Material provided.
########################################
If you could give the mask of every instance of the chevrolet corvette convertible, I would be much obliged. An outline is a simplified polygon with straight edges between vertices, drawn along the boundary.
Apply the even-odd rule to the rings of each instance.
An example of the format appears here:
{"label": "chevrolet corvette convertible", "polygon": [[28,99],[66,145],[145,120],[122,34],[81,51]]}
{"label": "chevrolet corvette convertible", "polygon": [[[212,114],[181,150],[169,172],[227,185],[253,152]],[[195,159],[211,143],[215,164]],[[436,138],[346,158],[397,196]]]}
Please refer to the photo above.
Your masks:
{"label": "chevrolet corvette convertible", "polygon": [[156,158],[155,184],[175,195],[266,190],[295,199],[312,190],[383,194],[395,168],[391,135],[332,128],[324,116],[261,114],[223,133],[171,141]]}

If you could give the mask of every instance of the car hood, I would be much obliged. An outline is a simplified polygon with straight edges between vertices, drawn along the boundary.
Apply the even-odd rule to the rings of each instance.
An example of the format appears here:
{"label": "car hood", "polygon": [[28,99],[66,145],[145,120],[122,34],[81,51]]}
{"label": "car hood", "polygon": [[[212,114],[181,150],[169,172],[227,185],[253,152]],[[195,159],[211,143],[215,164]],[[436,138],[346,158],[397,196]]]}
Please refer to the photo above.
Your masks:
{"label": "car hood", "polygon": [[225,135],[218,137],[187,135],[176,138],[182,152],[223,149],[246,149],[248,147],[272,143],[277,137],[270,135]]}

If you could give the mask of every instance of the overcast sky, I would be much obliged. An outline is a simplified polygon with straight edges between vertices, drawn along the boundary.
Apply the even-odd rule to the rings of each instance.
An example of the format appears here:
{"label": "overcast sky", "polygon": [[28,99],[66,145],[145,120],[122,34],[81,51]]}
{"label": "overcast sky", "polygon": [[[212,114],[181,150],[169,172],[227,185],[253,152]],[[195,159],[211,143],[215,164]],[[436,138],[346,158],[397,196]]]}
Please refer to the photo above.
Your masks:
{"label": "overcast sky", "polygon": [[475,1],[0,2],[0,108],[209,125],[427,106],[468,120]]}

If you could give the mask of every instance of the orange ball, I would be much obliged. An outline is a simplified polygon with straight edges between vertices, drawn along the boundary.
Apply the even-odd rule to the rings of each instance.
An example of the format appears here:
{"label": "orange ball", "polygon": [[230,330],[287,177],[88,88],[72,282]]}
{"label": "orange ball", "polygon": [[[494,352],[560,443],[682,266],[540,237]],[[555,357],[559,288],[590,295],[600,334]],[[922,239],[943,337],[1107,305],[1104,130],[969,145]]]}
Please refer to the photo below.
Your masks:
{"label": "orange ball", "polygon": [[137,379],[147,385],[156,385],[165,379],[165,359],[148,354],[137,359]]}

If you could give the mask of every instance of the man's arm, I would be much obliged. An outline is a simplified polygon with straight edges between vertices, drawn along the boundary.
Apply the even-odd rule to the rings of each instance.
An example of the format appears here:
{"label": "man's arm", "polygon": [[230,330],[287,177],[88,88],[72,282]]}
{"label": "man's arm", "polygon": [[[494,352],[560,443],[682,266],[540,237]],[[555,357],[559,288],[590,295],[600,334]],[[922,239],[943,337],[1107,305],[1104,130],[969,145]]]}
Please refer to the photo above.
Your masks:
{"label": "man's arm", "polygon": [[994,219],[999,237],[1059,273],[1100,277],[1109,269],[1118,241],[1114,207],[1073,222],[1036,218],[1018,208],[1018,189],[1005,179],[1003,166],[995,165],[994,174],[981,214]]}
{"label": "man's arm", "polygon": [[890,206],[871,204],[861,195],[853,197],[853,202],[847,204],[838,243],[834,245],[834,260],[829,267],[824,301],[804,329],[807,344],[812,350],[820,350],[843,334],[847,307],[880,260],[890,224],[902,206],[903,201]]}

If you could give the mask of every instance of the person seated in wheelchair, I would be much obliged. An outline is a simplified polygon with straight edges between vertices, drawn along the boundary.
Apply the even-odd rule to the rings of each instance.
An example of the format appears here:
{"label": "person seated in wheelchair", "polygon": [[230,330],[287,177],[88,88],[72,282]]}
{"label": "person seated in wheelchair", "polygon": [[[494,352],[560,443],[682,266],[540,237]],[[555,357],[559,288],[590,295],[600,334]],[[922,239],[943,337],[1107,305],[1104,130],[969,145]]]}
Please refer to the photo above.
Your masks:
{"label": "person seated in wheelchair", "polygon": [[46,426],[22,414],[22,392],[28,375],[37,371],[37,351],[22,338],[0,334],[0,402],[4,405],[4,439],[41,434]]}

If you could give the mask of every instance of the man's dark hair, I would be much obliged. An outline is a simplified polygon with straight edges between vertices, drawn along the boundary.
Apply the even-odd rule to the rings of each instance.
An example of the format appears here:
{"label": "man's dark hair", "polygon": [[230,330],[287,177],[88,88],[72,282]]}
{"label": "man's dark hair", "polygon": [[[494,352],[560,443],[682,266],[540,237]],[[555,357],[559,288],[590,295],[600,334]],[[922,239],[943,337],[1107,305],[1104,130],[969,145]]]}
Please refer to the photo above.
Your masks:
########################################
What the exercise asks. Your task is to return the full listing exactly as it was given.

Finished task.
If you could give the mask of every instance of the chevrolet corvette convertible, I would be much obliged. An outline is a simplified polygon with straight edges between vertices, drawn along the boundary.
Apply the even-odd rule to the rings of each instance.
An example of the format appears here:
{"label": "chevrolet corvette convertible", "polygon": [[28,99],[66,145],[145,120],[122,34],[81,51]]}
{"label": "chevrolet corvette convertible", "polygon": [[[212,114],[181,150],[169,172],[227,185],[253,152]],[[195,159],[211,143],[215,164]],[[436,138],[346,158],[397,196]]]}
Please refer to the photo above.
Your masks:
{"label": "chevrolet corvette convertible", "polygon": [[156,158],[155,184],[175,195],[266,190],[295,199],[312,190],[383,194],[395,168],[391,135],[332,128],[324,116],[261,114],[223,133],[171,141]]}

If you could give the mask of every instance of the car hood, I would be much obliged. An outline is a simplified polygon with straight edges between vertices, drawn along the boundary.
Apply the even-odd rule to the rings of each instance.
An example of the format appears here:
{"label": "car hood", "polygon": [[28,99],[66,145],[145,120],[122,34],[81,51]]}
{"label": "car hood", "polygon": [[[212,114],[181,150],[169,172],[227,185],[253,152]],[[195,159],[211,143],[215,164]],[[436,138],[346,158],[397,196]]]}
Please refer to the photo above.
Your masks:
{"label": "car hood", "polygon": [[225,135],[218,137],[187,135],[176,138],[182,152],[223,149],[246,149],[248,147],[272,143],[277,137],[270,135]]}

If you could give the mask of every instance of the overcast sky, I would be much obliged. An outline is a simplified polygon with straight edges between vertices, drawn along the boundary.
Apply the even-odd rule to the rings of each instance.
An example of the format appears here:
{"label": "overcast sky", "polygon": [[28,99],[66,145],[145,120],[122,34],[81,51]]}
{"label": "overcast sky", "polygon": [[[212,114],[181,150],[169,172],[227,185],[253,152]],[[195,159],[211,143],[215,164]],[[436,138],[346,158],[397,196]]]}
Please refer to the photo above.
Your masks:
{"label": "overcast sky", "polygon": [[475,1],[0,2],[0,108],[209,125],[427,106],[468,120]]}

If you could give the mask of every instance of the orange ball, I would be much obliged. An outline is a simplified polygon with straight edges between vertices, drawn along the boundary.
Apply the even-odd rule to the rings of each instance.
An example of the format appears here:
{"label": "orange ball", "polygon": [[230,330],[287,177],[88,88],[72,282]]}
{"label": "orange ball", "polygon": [[[494,352],[560,443],[682,266],[540,237]],[[555,357],[559,288],[590,295],[600,334]],[[922,239],[943,337],[1107,305],[1104,130],[969,145]]]}
Please refer to the photo below.
Your masks:
{"label": "orange ball", "polygon": [[137,379],[147,385],[156,385],[165,379],[165,359],[148,354],[137,359]]}

If you could give the mask of every instance of the man's arm, I would be much obliged. An outline is a simplified polygon with straight edges between vertices, drawn along the boundary.
Apply the even-odd rule to the rings of each instance.
An example of the format appears here:
{"label": "man's arm", "polygon": [[230,330],[287,177],[88,88],[72,282]]}
{"label": "man's arm", "polygon": [[[494,352],[560,443],[682,266],[540,237]],[[555,357],[559,288],[590,295],[600,334]],[[922,239],[943,337],[1107,305],[1104,130],[969,145]]]}
Please refer to the photo above.
Your masks:
{"label": "man's arm", "polygon": [[994,219],[999,237],[1059,273],[1100,277],[1109,269],[1118,241],[1114,207],[1073,222],[1036,218],[1018,208],[1018,189],[1005,179],[1003,166],[995,165],[994,174],[981,214]]}
{"label": "man's arm", "polygon": [[890,206],[871,204],[861,195],[853,197],[853,202],[847,204],[838,243],[834,245],[834,260],[829,267],[824,301],[804,329],[807,344],[812,350],[820,350],[843,334],[847,307],[880,260],[890,224],[902,206],[903,201]]}

If you could give the mask of every instance of the person seated in wheelchair, I would be much obliged. An outline is a simplified polygon with straight edges between vertices, drawn along the boundary.
Apply the even-odd rule to the rings of each instance.
An example of the format appears here:
{"label": "person seated in wheelchair", "polygon": [[230,330],[287,177],[88,88],[72,282]]}
{"label": "person seated in wheelchair", "polygon": [[[494,352],[560,443],[682,266],[540,237]],[[555,357],[559,288],[590,295],[600,334]],[[922,239],[943,337],[1107,305],[1104,130],[969,145]]]}
Please refer to the photo above.
Your masks:
{"label": "person seated in wheelchair", "polygon": [[46,426],[22,414],[22,392],[28,375],[37,371],[37,351],[22,338],[0,334],[0,402],[4,405],[4,439],[41,434]]}

If you could give the mask of every instance of the man's dark hair, I would be much obliged. An outline is a simplified polygon with straight edges between vertices, drawn along the boundary.
Apply the even-odd rule to the rings of each instance.
An example of the format appears here:
{"label": "man's dark hair", "polygon": [[230,330],[287,177],[88,88],[72,282]]}
{"label": "man's dark hair", "polygon": [[[494,352],[560,443],[682,266],[540,237]],[[555,357],[559,288],[590,295],[600,334]],[[922,239],[943,337],[1107,305],[1104,130],[969,145]]]}
Please refer to the photo above.
Your masks:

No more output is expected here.